In early 1995, NASA's Glenn Research Center (then Lewis Research Center) formed an industry-government team with several jet engine companies to develop the National Combustion Code (NCC), which would help aerospace engineers solve complex aerodynamics and combustion problems in gas turbine, rocket, and hypersonic engines. The original development team consisted of Allison Engine Company (now Rolls-Royce Allison), CFD Research Corporation, GE Aircraft Engines, Pratt and Whitney, and NASA. After the baseline beta version was established in July 1998, the team focused its efforts on consolidation, streamlining, and integration, as well as enhancement, evaluation, validation, and application. These activities, mainly conducted at NASA Glenn, led to the completion of NCC version 1.0 in October 2000.
NCC version 1.0 features high-fidelity representation of complex geometry, advanced models for two-phase turbulent combustion, and massively parallel computing. Researchers and engineers at Glenn have been using NCC to provide analysis and design support for various aerospace propulsion technology development projects. NASA transfers NCC technology to external customers using non- exclusive Space Act Agreements. Glenn researchers also communicate research and development results derived from NCC's further development through publications and special sessions at technical conferences.

**ACTIVITIES**.
1 - Copy word for word the portion of the National Combustion Code passage starting at "NCC version 1.0 features" and ending at "at technical conferences.".
2 - Write the next part of the passage on the National Combustion Code, picking up after its final sentence.

[Recorded data]
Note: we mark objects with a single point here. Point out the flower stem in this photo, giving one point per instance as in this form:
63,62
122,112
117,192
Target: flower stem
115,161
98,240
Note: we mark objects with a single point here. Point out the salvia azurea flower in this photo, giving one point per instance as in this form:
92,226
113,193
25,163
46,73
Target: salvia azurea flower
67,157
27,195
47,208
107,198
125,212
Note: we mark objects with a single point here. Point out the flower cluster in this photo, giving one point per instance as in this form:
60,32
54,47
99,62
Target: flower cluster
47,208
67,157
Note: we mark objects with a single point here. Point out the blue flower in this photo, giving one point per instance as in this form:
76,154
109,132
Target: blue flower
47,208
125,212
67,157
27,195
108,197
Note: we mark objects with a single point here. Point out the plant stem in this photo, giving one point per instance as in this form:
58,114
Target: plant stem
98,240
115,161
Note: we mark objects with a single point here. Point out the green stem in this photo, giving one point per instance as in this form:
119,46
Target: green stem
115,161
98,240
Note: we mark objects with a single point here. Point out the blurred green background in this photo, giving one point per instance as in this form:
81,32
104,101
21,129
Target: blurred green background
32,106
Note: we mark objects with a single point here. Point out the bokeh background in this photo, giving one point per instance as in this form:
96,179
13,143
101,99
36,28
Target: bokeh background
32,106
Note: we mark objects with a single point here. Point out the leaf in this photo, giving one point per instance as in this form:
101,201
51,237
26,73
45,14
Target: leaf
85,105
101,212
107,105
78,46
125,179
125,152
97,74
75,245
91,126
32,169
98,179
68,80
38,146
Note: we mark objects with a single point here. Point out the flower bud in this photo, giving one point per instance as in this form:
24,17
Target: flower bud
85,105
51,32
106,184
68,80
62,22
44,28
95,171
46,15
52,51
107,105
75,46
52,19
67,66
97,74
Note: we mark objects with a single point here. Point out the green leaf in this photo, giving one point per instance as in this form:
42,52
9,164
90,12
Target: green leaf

**RESULTS**.
1 -
NCC version 1.0 features high-fidelity representation of complex geometry, advanced models for two-phase turbulent combustion, and massively parallel computing. Researchers and engineers at Glenn have been using NCC to provide analysis and design support for various aerospace propulsion technology development projects. NASA transfers NCC technology to external customers using non- exclusive Space Act Agreements. Glenn researchers also communicate research and development results derived from NCC's further development through publications and special sessions at technical conferences.

2 -
A Space Act Agreement between Glenn and Flow Parametrics, LLC, enabled the New Castle, Delaware-based company to commercialize the NCC. Engineers from Glenn's NCC team provided Flow Parametrics with technical support in accordance with the Space Act Agreement as the company developed its product, the FPVortex Computational Fluid Dynamics (CFD) Flow Solver. FPVortex particularly benefited from NASA's research efforts in the computation and simulation of propulsion system flow fields. Through the terms of the Space Act Agreement, the company's combustion and modeling engineers continue to frequently exchange technology and modeling ideas with Glenn's team, further improving the code.
FPVortex provides design engineers and scientists with a detailed understanding of complex flow fields, leading to design and performance improvements in many types of flow devices. Flow Parametrics originally developed FPVortex to solve the flow fields in gas turbine fuel nozzles, combustors, diffusers, and augmentors. Due to the inherent geometric complexity of such devices, it was necessary to closely couple the flow solver with the types of geometry representations exported by computer-aided design, and to utilize the output of grid generators formerly used in the finite-element analysis field.
After this was completed, the company soon realized that the FPVortex code could be applied to a very wide range of flow problems, from low-speed laminar flows to hypersonic turbulent flows with chemical reactions, including liquid spray droplet tracking, evaporation, mixing, and combustion. Engineers added advanced numerical simulation methods to speed up the code execution, including parallel processing over networked computer processing units and a versatile grid adaption strategy for mesh refinement based on flow variable gradients, and near-wall grid clustering for improved resolution of boundary layers and heat transfer effects.
With the successful development of FPVortex, Flow Parametrics met its goal of providing a state-of-the-art computational combustion dynamics capability that meets designer requirements for geometric model accuracy, turnaround time for cases, and solution accuracy. While the product is targeted at PC computing hardware, UNIX versions of the code can be made available for special purposes. The code is easily coupled with commercially available pre- and post-processing tools, which together form a cost-effective solution to complex, large-scale flow simulation problems.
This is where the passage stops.